● Your task
In the story below about recovering from a car accident, translate this sentence into Spanish: "I had no idea of the seriousness of the incident that had led to me lying there in a hospital bed."

● Excerpt
[Start of Attachment]

MY STORY

“Death is nothing, but to live defeated is to die every day.” — Napoleon Bonaparte

I spent three weeks in a coma as a result of having a car accident late July 2003. I then spent a further three weeks following this locked in and unable to interact with the outside world which led to three months of inpatient care in order to become well enough to be discharged from hospital.

As I began to “awaken” from coma and encounter periods of lucidity, my Mum did all she could to ensure it went as smoothly as possible. She gently and compassionately let me know where I was and what was happening, being mindful of withholding any details of that which wouldn’t have served me at this early stage.

After lying there for some time, shocked, bewildered, and acclimatising myself to the world I had just returned to, I believe the first question I asked, was if my car was okay. I had no idea of the seriousness of the incident that had led to me lying there in a hospital bed. I absolutely adored that thing.

I was a young man at the age whereby it represented freedom. It represented expression. It represented individuality. It represented—what I believed was—me.

I had only had it for a short while but would jump at any opportunity to take it for a drive, windows down, music playing, grinning from ear to ear.

Laying there with pipes reaching out of every orifice, machines bleeping and nurses continually checking in on me, my brain was not yet functioning anywhere near the degree required to process the severity of the information about to be shared with me. However, it needed to be done and Mum’s gentle and compassionate response to my initial question governed the next. I wanted to know if there was anyone else in the car.

Mum calmly stressed that I wasn’t in trouble and that I hadn’t done anything wrong. At this point, I remember the room falling completely silent. Everything just went silent. She then reached for my hand and asked me if I remembered my friend. She told me that he had died.

[End of Attachment]

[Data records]
[Start of Attachment]

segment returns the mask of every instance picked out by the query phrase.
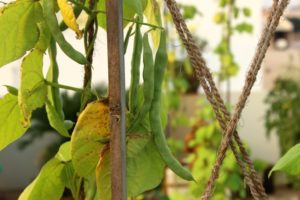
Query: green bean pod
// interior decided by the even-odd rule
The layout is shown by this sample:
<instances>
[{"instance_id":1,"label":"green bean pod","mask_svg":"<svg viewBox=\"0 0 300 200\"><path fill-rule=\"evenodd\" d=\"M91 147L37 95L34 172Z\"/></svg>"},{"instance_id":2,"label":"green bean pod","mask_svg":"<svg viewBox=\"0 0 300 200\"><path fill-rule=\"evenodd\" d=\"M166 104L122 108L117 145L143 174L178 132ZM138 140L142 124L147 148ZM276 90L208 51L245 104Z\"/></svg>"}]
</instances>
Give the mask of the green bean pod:
<instances>
[{"instance_id":1,"label":"green bean pod","mask_svg":"<svg viewBox=\"0 0 300 200\"><path fill-rule=\"evenodd\" d=\"M172 155L171 150L168 147L163 126L160 118L160 107L161 107L161 93L162 93L162 82L164 79L165 68L167 65L167 50L166 50L166 35L165 32L161 32L161 39L158 51L156 53L155 64L154 64L154 96L152 106L150 109L150 126L154 134L154 141L160 152L162 158L166 162L167 166L181 178L193 181L194 178L191 173L184 168L178 160Z\"/></svg>"},{"instance_id":2,"label":"green bean pod","mask_svg":"<svg viewBox=\"0 0 300 200\"><path fill-rule=\"evenodd\" d=\"M124 40L124 55L127 52L127 47L128 47L128 43L129 43L129 39L130 39L131 33L132 33L133 25L134 24L132 23L132 25L128 28L128 31L127 31L126 36L125 36L125 40Z\"/></svg>"},{"instance_id":3,"label":"green bean pod","mask_svg":"<svg viewBox=\"0 0 300 200\"><path fill-rule=\"evenodd\" d=\"M143 48L143 37L140 30L141 25L136 23L133 55L131 61L131 83L129 90L129 111L136 114L138 111L138 90L140 84L140 64Z\"/></svg>"},{"instance_id":4,"label":"green bean pod","mask_svg":"<svg viewBox=\"0 0 300 200\"><path fill-rule=\"evenodd\" d=\"M51 35L60 46L61 50L72 60L79 64L87 64L87 59L77 50L75 50L65 39L60 31L58 21L55 15L55 1L43 0L44 19L48 25Z\"/></svg>"},{"instance_id":5,"label":"green bean pod","mask_svg":"<svg viewBox=\"0 0 300 200\"><path fill-rule=\"evenodd\" d=\"M48 52L50 57L50 67L47 73L47 80L52 83L58 84L59 69L58 64L56 62L57 49L56 43L53 38L51 38ZM60 115L62 119L64 119L64 112L62 108L62 102L60 99L59 88L50 87L48 93L50 96L49 100L54 106L56 112Z\"/></svg>"},{"instance_id":6,"label":"green bean pod","mask_svg":"<svg viewBox=\"0 0 300 200\"><path fill-rule=\"evenodd\" d=\"M143 37L143 95L144 102L143 105L133 120L133 124L129 128L128 132L131 132L149 113L151 108L153 94L154 94L154 63L153 63L153 54L149 44L148 33L146 33Z\"/></svg>"}]
</instances>

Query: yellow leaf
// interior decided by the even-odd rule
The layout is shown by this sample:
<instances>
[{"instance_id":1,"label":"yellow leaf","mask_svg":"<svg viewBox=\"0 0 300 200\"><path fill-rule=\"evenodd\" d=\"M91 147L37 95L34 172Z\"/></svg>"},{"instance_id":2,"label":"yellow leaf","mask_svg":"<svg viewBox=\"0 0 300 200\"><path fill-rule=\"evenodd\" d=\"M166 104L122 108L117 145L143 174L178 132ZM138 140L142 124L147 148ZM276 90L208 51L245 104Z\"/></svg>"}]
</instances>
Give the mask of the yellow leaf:
<instances>
[{"instance_id":1,"label":"yellow leaf","mask_svg":"<svg viewBox=\"0 0 300 200\"><path fill-rule=\"evenodd\" d=\"M79 25L76 22L76 17L74 15L73 7L68 3L67 0L57 0L58 7L61 11L61 15L65 24L75 31L77 39L82 38L82 31L79 29Z\"/></svg>"},{"instance_id":2,"label":"yellow leaf","mask_svg":"<svg viewBox=\"0 0 300 200\"><path fill-rule=\"evenodd\" d=\"M105 138L110 135L109 131L109 107L106 100L89 103L79 115L74 132L85 130ZM76 134L76 133L75 133Z\"/></svg>"},{"instance_id":3,"label":"yellow leaf","mask_svg":"<svg viewBox=\"0 0 300 200\"><path fill-rule=\"evenodd\" d=\"M88 178L95 173L103 141L109 140L109 123L107 100L89 103L79 115L71 137L71 154L80 176Z\"/></svg>"}]
</instances>

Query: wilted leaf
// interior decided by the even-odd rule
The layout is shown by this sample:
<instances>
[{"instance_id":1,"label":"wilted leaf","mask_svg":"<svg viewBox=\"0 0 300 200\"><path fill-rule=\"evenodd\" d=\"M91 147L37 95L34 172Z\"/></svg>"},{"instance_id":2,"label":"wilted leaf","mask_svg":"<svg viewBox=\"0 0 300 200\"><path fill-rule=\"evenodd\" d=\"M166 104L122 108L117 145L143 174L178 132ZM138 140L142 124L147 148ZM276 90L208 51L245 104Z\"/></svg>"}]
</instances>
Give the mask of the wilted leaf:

[End of Attachment]

● Solution for this problem
No tenía ni idea de la gravedad del incidente que me había llevado a estar allí tendido en una cama de hospital.